# [Instructions for the task]
Could you copy, verbatim, the lines from the one containing "of the leafy" through the one containing "of the tree", both included, and nothing else?

# [Task material]
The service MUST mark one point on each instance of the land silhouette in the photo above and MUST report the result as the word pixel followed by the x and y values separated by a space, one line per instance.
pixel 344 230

* * *

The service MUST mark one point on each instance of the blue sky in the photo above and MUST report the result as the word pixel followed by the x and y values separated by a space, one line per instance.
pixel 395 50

* * *

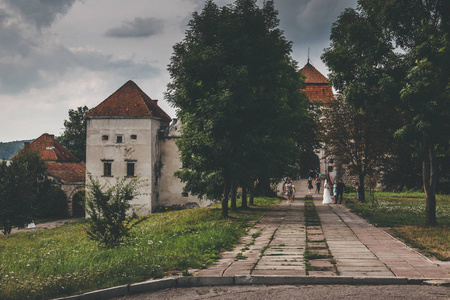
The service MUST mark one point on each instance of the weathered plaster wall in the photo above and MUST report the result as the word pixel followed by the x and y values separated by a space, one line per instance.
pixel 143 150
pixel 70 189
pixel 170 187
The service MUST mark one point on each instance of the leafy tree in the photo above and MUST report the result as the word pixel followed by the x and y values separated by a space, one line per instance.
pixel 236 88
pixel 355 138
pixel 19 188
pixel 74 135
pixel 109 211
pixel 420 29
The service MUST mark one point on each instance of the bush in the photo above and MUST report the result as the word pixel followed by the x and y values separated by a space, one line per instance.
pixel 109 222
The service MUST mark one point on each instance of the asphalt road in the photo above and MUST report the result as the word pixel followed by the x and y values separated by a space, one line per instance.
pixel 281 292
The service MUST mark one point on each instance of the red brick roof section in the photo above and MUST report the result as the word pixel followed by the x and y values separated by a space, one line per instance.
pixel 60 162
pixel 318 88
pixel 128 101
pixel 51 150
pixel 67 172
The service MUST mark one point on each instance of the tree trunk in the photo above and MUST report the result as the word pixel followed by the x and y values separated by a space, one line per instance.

# [Written answer]
The service MUST mark one point on each instance of the leafy tree in the photo above and MUST report the result as the word pixel followed by the x and y values separated by a space, one line per instance.
pixel 236 88
pixel 355 138
pixel 19 188
pixel 74 135
pixel 109 211
pixel 420 29
The service MUST mark one point on each instance of the bush in the photo above and MUST report the result as the word pixel followed by the x and y values separated by a space, one line per instance.
pixel 109 222
The service MUST mark one point on each instance of the asphalt road in the photo above and MUST report the result as the word pixel followed by the x and y values separated by a space, one line per instance.
pixel 281 292
The service MUST mark one point on each instance of the red brick roof section in the photo above and MUST report the result as the word pixel followed by the x and y values separated by a space, one line per instance.
pixel 60 162
pixel 318 88
pixel 128 101
pixel 51 150
pixel 67 172
The service MUST mark one point on each instance of the tree trunk in the photo above and MUST report the result as the word pixel followed by the x and y values separated by a space, one line per instance.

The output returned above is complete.